- _TASK INSTRUCTIONS_
Output every entry exactly as written.

::::

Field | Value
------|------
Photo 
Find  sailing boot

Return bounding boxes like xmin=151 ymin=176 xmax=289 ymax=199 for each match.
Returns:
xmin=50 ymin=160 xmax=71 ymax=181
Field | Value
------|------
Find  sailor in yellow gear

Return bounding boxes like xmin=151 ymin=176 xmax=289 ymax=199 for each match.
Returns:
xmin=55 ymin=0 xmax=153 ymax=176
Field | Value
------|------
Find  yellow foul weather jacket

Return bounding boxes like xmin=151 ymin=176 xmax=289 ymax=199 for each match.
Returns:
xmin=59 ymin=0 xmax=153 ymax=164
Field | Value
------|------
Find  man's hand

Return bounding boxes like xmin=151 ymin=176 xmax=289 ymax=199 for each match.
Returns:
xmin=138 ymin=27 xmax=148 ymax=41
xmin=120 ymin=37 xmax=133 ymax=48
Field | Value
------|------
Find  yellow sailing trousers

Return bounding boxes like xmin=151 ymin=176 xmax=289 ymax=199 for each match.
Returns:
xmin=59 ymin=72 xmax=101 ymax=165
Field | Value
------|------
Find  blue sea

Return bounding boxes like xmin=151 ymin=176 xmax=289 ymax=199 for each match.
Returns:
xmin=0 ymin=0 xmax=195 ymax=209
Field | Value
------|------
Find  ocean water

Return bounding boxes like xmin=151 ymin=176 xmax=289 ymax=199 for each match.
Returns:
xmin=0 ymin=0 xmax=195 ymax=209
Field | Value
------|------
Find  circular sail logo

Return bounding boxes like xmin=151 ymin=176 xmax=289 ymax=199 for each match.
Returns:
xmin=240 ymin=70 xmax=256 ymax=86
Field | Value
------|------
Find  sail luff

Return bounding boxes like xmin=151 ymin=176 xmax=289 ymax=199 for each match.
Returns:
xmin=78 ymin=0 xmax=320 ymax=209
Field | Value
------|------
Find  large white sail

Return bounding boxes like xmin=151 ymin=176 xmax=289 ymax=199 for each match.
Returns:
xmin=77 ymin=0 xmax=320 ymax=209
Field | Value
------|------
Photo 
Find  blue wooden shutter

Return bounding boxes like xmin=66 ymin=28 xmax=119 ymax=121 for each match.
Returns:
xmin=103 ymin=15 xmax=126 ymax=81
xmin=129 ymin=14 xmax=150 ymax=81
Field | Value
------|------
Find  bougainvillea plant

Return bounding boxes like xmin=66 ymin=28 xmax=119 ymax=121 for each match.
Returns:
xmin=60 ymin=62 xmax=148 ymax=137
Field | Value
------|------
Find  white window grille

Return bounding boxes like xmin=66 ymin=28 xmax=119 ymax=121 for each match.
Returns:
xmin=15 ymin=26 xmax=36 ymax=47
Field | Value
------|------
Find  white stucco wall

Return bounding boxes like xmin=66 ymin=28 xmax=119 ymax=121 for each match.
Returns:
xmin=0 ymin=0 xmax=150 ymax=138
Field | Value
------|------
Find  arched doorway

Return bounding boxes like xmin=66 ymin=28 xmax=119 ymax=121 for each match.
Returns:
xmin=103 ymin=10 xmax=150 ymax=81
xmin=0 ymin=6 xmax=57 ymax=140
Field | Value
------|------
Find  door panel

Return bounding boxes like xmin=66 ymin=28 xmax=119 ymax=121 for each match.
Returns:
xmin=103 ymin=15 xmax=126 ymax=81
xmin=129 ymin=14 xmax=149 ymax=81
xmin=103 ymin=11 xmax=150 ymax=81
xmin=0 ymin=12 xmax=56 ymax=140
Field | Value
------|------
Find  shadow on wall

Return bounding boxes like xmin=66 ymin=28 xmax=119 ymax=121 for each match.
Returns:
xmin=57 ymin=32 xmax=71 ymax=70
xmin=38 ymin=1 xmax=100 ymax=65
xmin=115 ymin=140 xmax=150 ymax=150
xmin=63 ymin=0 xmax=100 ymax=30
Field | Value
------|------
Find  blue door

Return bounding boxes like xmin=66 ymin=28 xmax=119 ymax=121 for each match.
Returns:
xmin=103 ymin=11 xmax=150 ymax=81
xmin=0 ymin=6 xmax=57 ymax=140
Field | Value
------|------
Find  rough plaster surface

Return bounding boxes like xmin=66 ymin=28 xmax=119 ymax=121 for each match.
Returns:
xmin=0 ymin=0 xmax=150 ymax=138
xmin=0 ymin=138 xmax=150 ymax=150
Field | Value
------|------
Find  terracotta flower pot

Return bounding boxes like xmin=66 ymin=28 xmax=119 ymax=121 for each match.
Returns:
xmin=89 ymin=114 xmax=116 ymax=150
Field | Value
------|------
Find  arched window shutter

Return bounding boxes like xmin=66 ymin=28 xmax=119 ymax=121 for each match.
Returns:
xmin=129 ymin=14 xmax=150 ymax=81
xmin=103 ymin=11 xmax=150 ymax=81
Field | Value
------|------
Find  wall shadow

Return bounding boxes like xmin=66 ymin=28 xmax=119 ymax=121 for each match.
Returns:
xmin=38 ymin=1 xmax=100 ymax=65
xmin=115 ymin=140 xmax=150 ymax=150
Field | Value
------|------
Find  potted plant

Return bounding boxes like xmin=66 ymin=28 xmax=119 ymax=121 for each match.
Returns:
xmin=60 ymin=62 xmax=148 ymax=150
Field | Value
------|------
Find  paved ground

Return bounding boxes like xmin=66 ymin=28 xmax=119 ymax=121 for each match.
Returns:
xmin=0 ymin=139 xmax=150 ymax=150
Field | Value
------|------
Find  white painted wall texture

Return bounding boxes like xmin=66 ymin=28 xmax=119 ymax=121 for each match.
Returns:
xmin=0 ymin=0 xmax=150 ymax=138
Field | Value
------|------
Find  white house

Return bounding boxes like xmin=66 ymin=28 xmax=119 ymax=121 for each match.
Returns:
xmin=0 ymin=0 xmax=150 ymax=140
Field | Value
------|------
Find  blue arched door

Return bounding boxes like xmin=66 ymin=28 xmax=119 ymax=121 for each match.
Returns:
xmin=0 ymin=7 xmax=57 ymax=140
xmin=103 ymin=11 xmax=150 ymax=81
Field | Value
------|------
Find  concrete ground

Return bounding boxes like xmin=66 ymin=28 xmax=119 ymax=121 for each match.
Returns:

::::

- _EXPECTED ANSWER_
Field | Value
------|------
Photo 
Find  sailing boot

Return bounding boxes like xmin=151 ymin=176 xmax=289 ymax=199 for each match.
Returns:
xmin=50 ymin=160 xmax=71 ymax=181
Field | Value
------|------
Find  sailor in yellow gear

Return bounding boxes like xmin=151 ymin=176 xmax=289 ymax=199 for each match.
Returns:
xmin=55 ymin=0 xmax=153 ymax=176
Field | Value
------|------
Find  yellow foul weather jacket

Return bounding boxes like xmin=151 ymin=176 xmax=289 ymax=199 for each match.
Returns:
xmin=59 ymin=0 xmax=153 ymax=164
Field | Value
------|------
Find  man's hand

Return bounding boxes like xmin=151 ymin=176 xmax=289 ymax=199 for each match.
Returns:
xmin=138 ymin=27 xmax=148 ymax=41
xmin=120 ymin=37 xmax=133 ymax=48
Field | Value
------|------
Find  yellow sailing trousers

Return bounding boxes like xmin=151 ymin=176 xmax=289 ymax=199 for each match.
Returns:
xmin=59 ymin=72 xmax=101 ymax=165
Field | Value
------|------
Find  blue sea

Return bounding boxes like xmin=151 ymin=176 xmax=289 ymax=199 for each match.
Returns:
xmin=0 ymin=0 xmax=195 ymax=209
Field | Value
------|------
Find  ocean water

Return bounding boxes like xmin=151 ymin=176 xmax=289 ymax=199 for each match.
Returns:
xmin=0 ymin=0 xmax=195 ymax=209
Field | Value
------|------
Find  circular sail logo

Return bounding boxes like xmin=151 ymin=176 xmax=289 ymax=199 for each match.
Returns:
xmin=240 ymin=70 xmax=256 ymax=86
Field | Value
------|------
Find  sail luff

Return bounding boxes like xmin=151 ymin=176 xmax=289 ymax=199 for each match.
Returns:
xmin=78 ymin=0 xmax=320 ymax=209
Field | Value
------|------
Find  large white sail

Return bounding boxes like xmin=151 ymin=176 xmax=289 ymax=199 for each match.
Returns:
xmin=77 ymin=0 xmax=320 ymax=209
Field | Value
------|------
Photo 
Find  blue wooden shutter

Return bounding boxes like xmin=66 ymin=28 xmax=119 ymax=121 for each match.
Returns:
xmin=103 ymin=15 xmax=126 ymax=81
xmin=129 ymin=14 xmax=150 ymax=81
Field | Value
------|------
Find  bougainvillea plant

Return bounding boxes like xmin=66 ymin=28 xmax=119 ymax=121 for each match.
Returns:
xmin=60 ymin=62 xmax=148 ymax=137
Field | Value
------|------
Find  white window grille

Return bounding boxes like xmin=66 ymin=28 xmax=119 ymax=121 for each match.
Returns:
xmin=15 ymin=26 xmax=36 ymax=47
Field | Value
------|------
Find  white stucco wall

Return bounding boxes like xmin=66 ymin=28 xmax=119 ymax=121 for each match.
Returns:
xmin=0 ymin=0 xmax=150 ymax=138
Field | Value
------|------
Find  arched doorway

Return bounding boxes like xmin=66 ymin=28 xmax=119 ymax=121 for each match.
Returns:
xmin=103 ymin=10 xmax=150 ymax=81
xmin=0 ymin=6 xmax=57 ymax=140
Field | Value
------|------
Find  door panel

Return bounding boxes like xmin=66 ymin=28 xmax=119 ymax=121 for each match.
Returns:
xmin=103 ymin=15 xmax=126 ymax=81
xmin=129 ymin=14 xmax=149 ymax=81
xmin=103 ymin=11 xmax=150 ymax=81
xmin=0 ymin=12 xmax=56 ymax=140
Field | Value
------|------
Find  shadow on wall

Return bounding boxes like xmin=66 ymin=28 xmax=119 ymax=121 for each match.
Returns:
xmin=57 ymin=32 xmax=71 ymax=70
xmin=38 ymin=1 xmax=100 ymax=65
xmin=115 ymin=140 xmax=150 ymax=150
xmin=63 ymin=0 xmax=100 ymax=30
Field | Value
------|------
Find  blue door

Return bounding boxes like xmin=66 ymin=28 xmax=119 ymax=121 for each match.
Returns:
xmin=103 ymin=11 xmax=150 ymax=81
xmin=0 ymin=6 xmax=57 ymax=140
Field | Value
------|------
Find  rough plaster surface

Return bounding boxes like xmin=66 ymin=28 xmax=119 ymax=121 for each match.
Returns:
xmin=0 ymin=0 xmax=150 ymax=138
xmin=0 ymin=138 xmax=150 ymax=150
Field | Value
------|------
Find  terracotta flower pot

Return bounding boxes like xmin=66 ymin=28 xmax=119 ymax=121 for each match.
Returns:
xmin=89 ymin=114 xmax=116 ymax=150
Field | Value
------|------
Find  arched window shutter

Return bounding boxes like xmin=66 ymin=28 xmax=119 ymax=121 for each match.
Returns:
xmin=129 ymin=14 xmax=150 ymax=81
xmin=103 ymin=11 xmax=150 ymax=81
Field | Value
------|------
Find  wall shadow

Return bounding boxes like xmin=66 ymin=28 xmax=119 ymax=121 for each match.
Returns:
xmin=38 ymin=1 xmax=100 ymax=65
xmin=115 ymin=140 xmax=150 ymax=150
Field | Value
------|------
Find  potted plant

Return bounding boxes like xmin=66 ymin=28 xmax=119 ymax=121 for each match.
Returns:
xmin=60 ymin=62 xmax=148 ymax=150
Field | Value
------|------
Find  paved ground

Return bounding boxes like xmin=66 ymin=28 xmax=119 ymax=121 for each match.
Returns:
xmin=0 ymin=139 xmax=150 ymax=150
Field | Value
------|------
Find  white painted wall texture

Return bounding boxes like xmin=66 ymin=28 xmax=119 ymax=121 for each match.
Returns:
xmin=0 ymin=0 xmax=150 ymax=138
Field | Value
------|------
Find  white house

Return bounding boxes like xmin=66 ymin=28 xmax=119 ymax=121 for each match.
Returns:
xmin=0 ymin=0 xmax=150 ymax=140
Field | Value
------|------
Find  blue arched door

Return bounding boxes like xmin=66 ymin=28 xmax=119 ymax=121 for each match.
Returns:
xmin=0 ymin=7 xmax=57 ymax=140
xmin=103 ymin=11 xmax=150 ymax=81
Field | Value
------|------
Find  concrete ground

Return bounding boxes like xmin=66 ymin=28 xmax=119 ymax=121 for each match.
Returns:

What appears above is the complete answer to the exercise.